Excerpted passage
[Start of section]
Sentinel Node Biopsy for Melanoma

What is a "sentinel" node?

A melanoma has the ability to spread to lymph nodes. This does not always happen, but when it does we want to be able to find and remove these lymph nodes. We have recently learned that in each individual case, there is a certain lymph node that a melanoma will spread to first before it spreads to any of the other nodes. This first node is called the sentinel node. It has been recently demonstrated that if the sentinel node is free of cancer, all the other lymph nodes will most probably be free of cancer as well.

This fact is being used to help us evaluate whether a melanoma has spread to the lymph glands in the armpit, groin or neck. By injecting a slightly radioactive substance into the area around the melanoma site, we can see which lymph glands concentrate this substance; this is called sentinel node mapping. This allows us to selectively biopsy those nodes. The biopsy itself is called a sentinel node biopsy.

For melanomas on the arms or legs, it is usually clear which lymph node area might be involved. For melanomas on the head, neck, chest or abdomen a melanoma can spread to several different areas, so sentinel node mapping is especially valuable. There may be between one and five sentinel nodes. Because we only remove a small number of sentinel nodes the pathologist performs a very detailed examination of these nodes. Because of this more detailed examination, we can learn more information about these few nodes than we may learn from the larger number that are removed in a complete node removal.

There are two reasons that sentinel node biopsy is considered beneficial for a patient:

1. The sentinel nodes are examined in a more detailed fashion.
2. We are able to do only a sentinel node biopsy in some patients, and avoid a complete node dissection.

How is the sentinel node mapping done?
About an hour before we plan to start the operation the radiologist injects the area around the site of the melanoma with a small amount of substance we call a radionucleotide. This substance will travel to the sentinel node and make that node slightly radioactive.

After the injection, a lymphoscintogram will be done to see which lymph glands have concentrated the radionucleotide. This will give us a general idea of which lymph glands we have to be prepared to biopsy.

There are four parts to the operation:

1. Location and biopsy of the sentinel node. This is done using a hand held Gamma Probe (which is like a Geiger counter) to find the radioactive nodes.
2. A frozen section of this will be done and the pathologist will let us know if he sees cancer in the sentinel node(s).
3. The melanoma will be removed (unless this has already been done during another procedure).
4. The remainder of the lymph glands will be removed in the area around the sentinel node in some situations.

The pathologist will continue to process the lymph nodes after the surgery and will issue a final report in two to three days. It is possible that he will not find cancer in the lymph nodes on frozen section, but will find evidence of cancer on his additional studies.
[End of section]
According to the sentinel node biopsy text, when does the radiologist inject the radionucleotide?

Extracted entries
[Start of section]
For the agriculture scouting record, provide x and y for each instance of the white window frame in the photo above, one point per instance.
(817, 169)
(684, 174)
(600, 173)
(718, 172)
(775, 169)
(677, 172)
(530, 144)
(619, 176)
[End of section]
Problem solution
About an hour before the planned start of the operation.